Written instruction: Please copy these lines exactly, starting at the line that contains "[mask] outline sky" and ending at the final line.

Data provided:
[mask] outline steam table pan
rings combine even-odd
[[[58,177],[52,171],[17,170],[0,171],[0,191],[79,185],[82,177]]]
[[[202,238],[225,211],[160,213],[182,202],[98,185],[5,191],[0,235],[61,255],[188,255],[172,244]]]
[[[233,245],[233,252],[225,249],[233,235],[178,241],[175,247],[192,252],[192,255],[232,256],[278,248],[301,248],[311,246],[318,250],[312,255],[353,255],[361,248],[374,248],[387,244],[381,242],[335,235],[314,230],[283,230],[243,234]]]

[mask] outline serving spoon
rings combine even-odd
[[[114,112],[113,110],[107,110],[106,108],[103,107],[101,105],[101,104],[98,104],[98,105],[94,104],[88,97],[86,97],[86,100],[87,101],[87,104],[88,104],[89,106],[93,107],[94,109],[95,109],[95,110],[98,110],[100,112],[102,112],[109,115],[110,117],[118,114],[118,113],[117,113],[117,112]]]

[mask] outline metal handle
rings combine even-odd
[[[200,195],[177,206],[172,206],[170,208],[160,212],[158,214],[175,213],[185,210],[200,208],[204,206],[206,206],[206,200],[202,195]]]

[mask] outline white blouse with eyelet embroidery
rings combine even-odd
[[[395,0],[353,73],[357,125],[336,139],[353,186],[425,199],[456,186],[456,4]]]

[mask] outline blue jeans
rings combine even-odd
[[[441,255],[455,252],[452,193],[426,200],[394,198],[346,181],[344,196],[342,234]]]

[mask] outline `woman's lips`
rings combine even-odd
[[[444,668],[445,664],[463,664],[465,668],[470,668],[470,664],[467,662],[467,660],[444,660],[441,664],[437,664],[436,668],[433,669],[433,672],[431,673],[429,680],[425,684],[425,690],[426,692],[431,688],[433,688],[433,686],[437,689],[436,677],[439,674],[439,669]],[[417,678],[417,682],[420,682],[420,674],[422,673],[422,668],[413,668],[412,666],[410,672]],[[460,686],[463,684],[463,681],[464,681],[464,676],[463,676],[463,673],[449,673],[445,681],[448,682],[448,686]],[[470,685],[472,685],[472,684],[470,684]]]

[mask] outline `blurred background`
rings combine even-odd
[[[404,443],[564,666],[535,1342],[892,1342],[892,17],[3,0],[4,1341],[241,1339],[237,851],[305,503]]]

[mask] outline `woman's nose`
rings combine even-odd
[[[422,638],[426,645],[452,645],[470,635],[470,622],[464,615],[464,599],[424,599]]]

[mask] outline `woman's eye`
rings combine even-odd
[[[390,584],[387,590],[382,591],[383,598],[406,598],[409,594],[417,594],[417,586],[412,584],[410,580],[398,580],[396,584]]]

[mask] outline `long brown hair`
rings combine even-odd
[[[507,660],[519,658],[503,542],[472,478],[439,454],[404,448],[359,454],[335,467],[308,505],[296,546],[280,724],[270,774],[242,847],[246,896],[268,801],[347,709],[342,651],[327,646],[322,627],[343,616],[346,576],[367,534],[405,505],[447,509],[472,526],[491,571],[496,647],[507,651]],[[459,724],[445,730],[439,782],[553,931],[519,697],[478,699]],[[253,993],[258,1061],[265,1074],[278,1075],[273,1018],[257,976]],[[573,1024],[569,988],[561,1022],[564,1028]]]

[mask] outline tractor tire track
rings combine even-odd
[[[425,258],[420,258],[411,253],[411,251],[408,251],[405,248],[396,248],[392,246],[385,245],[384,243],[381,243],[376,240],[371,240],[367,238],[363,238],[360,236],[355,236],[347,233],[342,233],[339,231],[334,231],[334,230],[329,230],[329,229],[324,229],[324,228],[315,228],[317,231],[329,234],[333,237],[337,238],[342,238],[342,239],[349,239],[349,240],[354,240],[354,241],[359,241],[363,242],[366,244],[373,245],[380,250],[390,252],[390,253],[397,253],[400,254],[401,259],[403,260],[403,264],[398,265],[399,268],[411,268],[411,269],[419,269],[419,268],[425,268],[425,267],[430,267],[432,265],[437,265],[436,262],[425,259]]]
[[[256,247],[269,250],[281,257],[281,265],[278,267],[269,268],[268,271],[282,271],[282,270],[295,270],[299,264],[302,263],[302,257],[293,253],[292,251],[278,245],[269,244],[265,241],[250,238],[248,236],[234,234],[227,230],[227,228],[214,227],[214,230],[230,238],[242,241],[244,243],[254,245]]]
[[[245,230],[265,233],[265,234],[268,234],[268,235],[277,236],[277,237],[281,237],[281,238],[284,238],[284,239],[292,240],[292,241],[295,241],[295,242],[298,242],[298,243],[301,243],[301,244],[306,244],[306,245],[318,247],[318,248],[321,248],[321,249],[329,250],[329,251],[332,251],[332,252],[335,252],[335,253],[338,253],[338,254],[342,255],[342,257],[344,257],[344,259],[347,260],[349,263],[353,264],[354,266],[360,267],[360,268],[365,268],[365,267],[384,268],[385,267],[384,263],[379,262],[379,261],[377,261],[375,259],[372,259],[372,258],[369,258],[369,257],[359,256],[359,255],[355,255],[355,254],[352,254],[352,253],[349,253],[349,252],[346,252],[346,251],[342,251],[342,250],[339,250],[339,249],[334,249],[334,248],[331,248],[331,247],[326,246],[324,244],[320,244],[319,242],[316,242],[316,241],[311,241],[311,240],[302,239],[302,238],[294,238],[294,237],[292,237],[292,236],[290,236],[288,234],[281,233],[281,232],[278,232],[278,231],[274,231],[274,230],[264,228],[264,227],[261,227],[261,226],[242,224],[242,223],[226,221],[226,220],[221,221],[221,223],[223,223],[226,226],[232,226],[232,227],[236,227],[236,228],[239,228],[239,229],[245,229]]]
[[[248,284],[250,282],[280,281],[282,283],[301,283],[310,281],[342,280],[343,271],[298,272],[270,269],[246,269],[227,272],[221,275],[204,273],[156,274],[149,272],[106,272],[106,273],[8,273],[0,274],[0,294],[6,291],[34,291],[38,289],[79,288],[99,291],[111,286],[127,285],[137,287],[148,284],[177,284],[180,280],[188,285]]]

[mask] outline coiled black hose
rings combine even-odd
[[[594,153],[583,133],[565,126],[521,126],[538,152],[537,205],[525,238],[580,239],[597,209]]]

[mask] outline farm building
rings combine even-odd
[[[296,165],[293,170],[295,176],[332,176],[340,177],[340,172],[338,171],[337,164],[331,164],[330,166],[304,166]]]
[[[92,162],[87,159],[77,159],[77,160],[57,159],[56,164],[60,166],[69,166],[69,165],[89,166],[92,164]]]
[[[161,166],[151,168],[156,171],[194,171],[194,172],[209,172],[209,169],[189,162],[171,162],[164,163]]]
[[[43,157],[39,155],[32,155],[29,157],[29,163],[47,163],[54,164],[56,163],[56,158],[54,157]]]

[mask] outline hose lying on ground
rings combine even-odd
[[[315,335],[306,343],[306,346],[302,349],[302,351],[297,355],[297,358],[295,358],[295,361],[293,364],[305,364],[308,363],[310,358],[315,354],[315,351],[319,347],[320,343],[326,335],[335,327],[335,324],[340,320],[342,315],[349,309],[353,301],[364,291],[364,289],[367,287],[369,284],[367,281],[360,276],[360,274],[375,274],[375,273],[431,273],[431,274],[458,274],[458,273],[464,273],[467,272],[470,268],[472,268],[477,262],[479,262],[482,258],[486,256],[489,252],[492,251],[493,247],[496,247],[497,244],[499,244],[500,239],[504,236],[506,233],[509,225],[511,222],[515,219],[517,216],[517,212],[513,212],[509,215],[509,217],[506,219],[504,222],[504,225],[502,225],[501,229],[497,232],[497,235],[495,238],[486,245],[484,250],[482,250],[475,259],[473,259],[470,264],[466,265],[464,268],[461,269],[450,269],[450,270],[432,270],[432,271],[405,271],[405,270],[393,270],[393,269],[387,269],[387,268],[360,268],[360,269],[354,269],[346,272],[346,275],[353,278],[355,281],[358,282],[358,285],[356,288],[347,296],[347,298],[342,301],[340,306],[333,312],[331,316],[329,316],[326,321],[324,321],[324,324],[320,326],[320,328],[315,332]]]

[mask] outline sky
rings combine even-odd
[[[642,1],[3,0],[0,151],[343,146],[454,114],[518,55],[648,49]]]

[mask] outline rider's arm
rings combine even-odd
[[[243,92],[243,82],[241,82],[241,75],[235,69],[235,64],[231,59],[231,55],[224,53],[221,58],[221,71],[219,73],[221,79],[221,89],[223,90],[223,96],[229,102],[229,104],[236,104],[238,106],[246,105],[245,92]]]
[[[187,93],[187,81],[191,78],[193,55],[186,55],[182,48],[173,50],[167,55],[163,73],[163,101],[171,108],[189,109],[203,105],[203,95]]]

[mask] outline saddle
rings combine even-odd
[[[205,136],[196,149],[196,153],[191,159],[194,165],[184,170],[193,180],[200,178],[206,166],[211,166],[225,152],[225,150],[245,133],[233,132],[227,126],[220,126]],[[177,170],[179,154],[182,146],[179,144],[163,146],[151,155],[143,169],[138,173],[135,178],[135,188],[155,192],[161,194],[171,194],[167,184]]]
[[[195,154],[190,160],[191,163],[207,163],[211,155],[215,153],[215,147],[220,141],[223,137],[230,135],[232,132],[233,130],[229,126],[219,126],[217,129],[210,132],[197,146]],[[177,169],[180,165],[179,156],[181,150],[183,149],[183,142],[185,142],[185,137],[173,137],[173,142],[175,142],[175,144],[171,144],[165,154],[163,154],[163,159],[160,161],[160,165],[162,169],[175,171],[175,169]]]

Result of this task:
[mask] outline sky
rings combine even-odd
[[[642,1],[3,0],[0,151],[343,146],[454,114],[518,55],[648,49]]]

[mask] outline rider's arm
rings combine even-odd
[[[243,92],[243,82],[241,82],[241,75],[235,69],[235,64],[231,59],[231,55],[224,53],[221,58],[221,71],[219,73],[221,79],[221,89],[223,90],[223,96],[229,102],[229,104],[236,104],[238,106],[246,105],[245,92]]]
[[[187,93],[187,81],[191,78],[193,55],[186,55],[182,48],[173,50],[167,55],[163,73],[163,101],[171,108],[189,109],[203,105],[203,95]]]

[mask] outline saddle
rings combine even-odd
[[[205,136],[196,149],[196,153],[191,159],[194,165],[184,170],[193,180],[200,178],[206,166],[211,166],[225,152],[225,150],[245,133],[233,132],[227,126],[220,126]],[[177,170],[179,154],[182,146],[179,144],[163,146],[151,155],[143,169],[138,173],[135,178],[135,188],[155,192],[161,194],[171,194],[167,184]]]
[[[195,154],[190,160],[191,163],[207,163],[211,155],[215,153],[215,147],[220,141],[223,137],[230,135],[232,132],[233,130],[229,126],[219,126],[217,129],[210,132],[197,146]],[[177,169],[180,165],[179,156],[181,150],[183,149],[183,142],[185,142],[185,137],[173,137],[173,142],[175,142],[175,144],[171,144],[165,154],[163,154],[163,159],[160,161],[160,165],[162,169],[175,171],[175,169]]]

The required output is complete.